- [AUFGABEN UND ÜBUNGEN]
a – Prüfe, ob die folgenden Aussagen mit dem Text zur Rechtsverweigerungsbeschwerde übereinstimmen, und belege jede Antwort mit ja oder nein sowie den entscheidenden Worten des Textes als wörtlichem Zitat: (i) Die Kassationsbeschwerde wurde im Kanton Zug 1940 abgeschafft. (ii) Nach § 82 Abs. 2 StPO/ZG sind Beschwerden wegen Rechtsverweigerung an Fristen gebunden. (iii) Der Begriff der Verweigerung der Rechtspflege erfasst auch das Nichttätigwerden von Verwaltungsbehörden.
b – Beantworte anhand des Textes zur Rechtsverweigerungsbeschwerde die folgenden Fragen, jede auf einer eigenen Zeile und gleich nummeriert:
(i) Um welche Art von Beschwerde handelt es sich der Natur nach bei der Beschwerde nach § 80 Ziff. 2 StPO/ZG?
(ii) Von welchem Datum ist der Entscheid der Justizkommission, der in GVP 1995/96, S. 105 f. angeführt wird?
(iii) Welchen Titel und welches Erscheinungsjahr hat die genannte Schrift von Fritz Hürlimann?
c – Führe den Text zur Rechtsverweigerungsbeschwerde im Anschluss an seinen letzten Satz weiter.

- [LESETEXT]

Lehre und Rechtsprechung zu Art. 80 Ziff. 2 StPO/ZG legen den darin enthaltenen Begriff der Verweigerung der Rechtspflege jedoch enger aus. Er beziehe sich einzig auf das Nichttätigwerden richterlicher Instanzen. Bei der Beschwerde nach § 80 Ziff. 2 StPO/ZG handle es sich der Natur nach nicht um eine (1940 im Kanton Zug abgeschaffte) Kassationsbeschwerde, sondern um eine Disziplinarbeschwerde des Bürgers gegen säumige Justizorgane. Dies zeige sich auch daran, dass nach § 82 Abs. 2 StPO/ZG Beschwerden wegen Rechtsverweigerung an keine Fristen gebunden seien, was für Beschwerden gegen Nichteintretensentscheide nicht anginge (vgl. zum Ganzen Entscheide der Justizkommission des Obergerichts vom 12. Juni 1950 [Rechenschaftsbericht des Obergerichts - ROG - für die Jahre 1949/1950, S. 69 f.], vom 20. September 1973 [ROG 1973/1974, S. 74], vom 17. Februar 1987 [Gerichts- und Verwaltungspraxis des Kantons Zug - GVP, 1987/88, S. 156 f.] und vom 15. Mai 1996 [GVP 1995/96, S. 105 f.]; Fritz Hürlimann, Die Berufung nach Zugerischem Strafprozessrecht, 1948, S. 6).

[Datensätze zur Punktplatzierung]
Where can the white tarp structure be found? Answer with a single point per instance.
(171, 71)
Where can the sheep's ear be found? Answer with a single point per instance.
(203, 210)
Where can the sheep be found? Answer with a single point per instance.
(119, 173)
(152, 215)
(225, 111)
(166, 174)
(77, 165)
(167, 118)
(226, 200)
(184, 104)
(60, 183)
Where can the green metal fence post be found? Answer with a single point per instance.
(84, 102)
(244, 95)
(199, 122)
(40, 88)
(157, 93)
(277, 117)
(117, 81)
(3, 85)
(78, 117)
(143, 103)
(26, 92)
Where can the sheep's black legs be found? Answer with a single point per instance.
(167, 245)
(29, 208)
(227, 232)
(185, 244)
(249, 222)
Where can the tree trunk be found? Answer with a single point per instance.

- [ENDERGEBNISSE]
a –
(i) Ja: „1940 im Kanton Zug abgeschafft“
(ii) Nein: „Beschwerden wegen Rechtsverweigerung an keine Fristen gebunden seien“
(iii) Nein: „Er beziehe sich einzig auf das Nichttätigwerden richterlicher Instanzen.“

b –
(i) Um eine Disziplinarbeschwerde des Bürgers gegen säumige Justizorgane.
(ii) Vom 15. Mai 1996.
(iii) „Die Berufung nach Zugerischem Strafprozessrecht“, 1948.

c –
 
Das Obergericht führt aus, gegen einen Entscheid des Einzelrichters, der einer Einsprache die Gültigkeit abspreche, sei auch keine Berufung nach § 70 Abs. 1 Ziff. 2 StPO/ZG möglich, weil es sich dabei - entgegen der Bezeichnung des Einzelrichters - nicht um ein Urteil handle. Nach Lehre und Rechtsprechung zu Art. 70 Abs. 1 StPO/ZG bezieht sich der dort die zulässigen Berufungsgegenstände umschreibende Begriff des "Urteils" offenbar nur auf Sachurteile, nicht aber auf Prozessurteile wie das angefochtene des Einzelrichters (vgl. Hürlimann, a.a.O., S. 12; Klaus Weber, Die Berufung im zugerischen Strafprozess, 1978, S. 9 ff.).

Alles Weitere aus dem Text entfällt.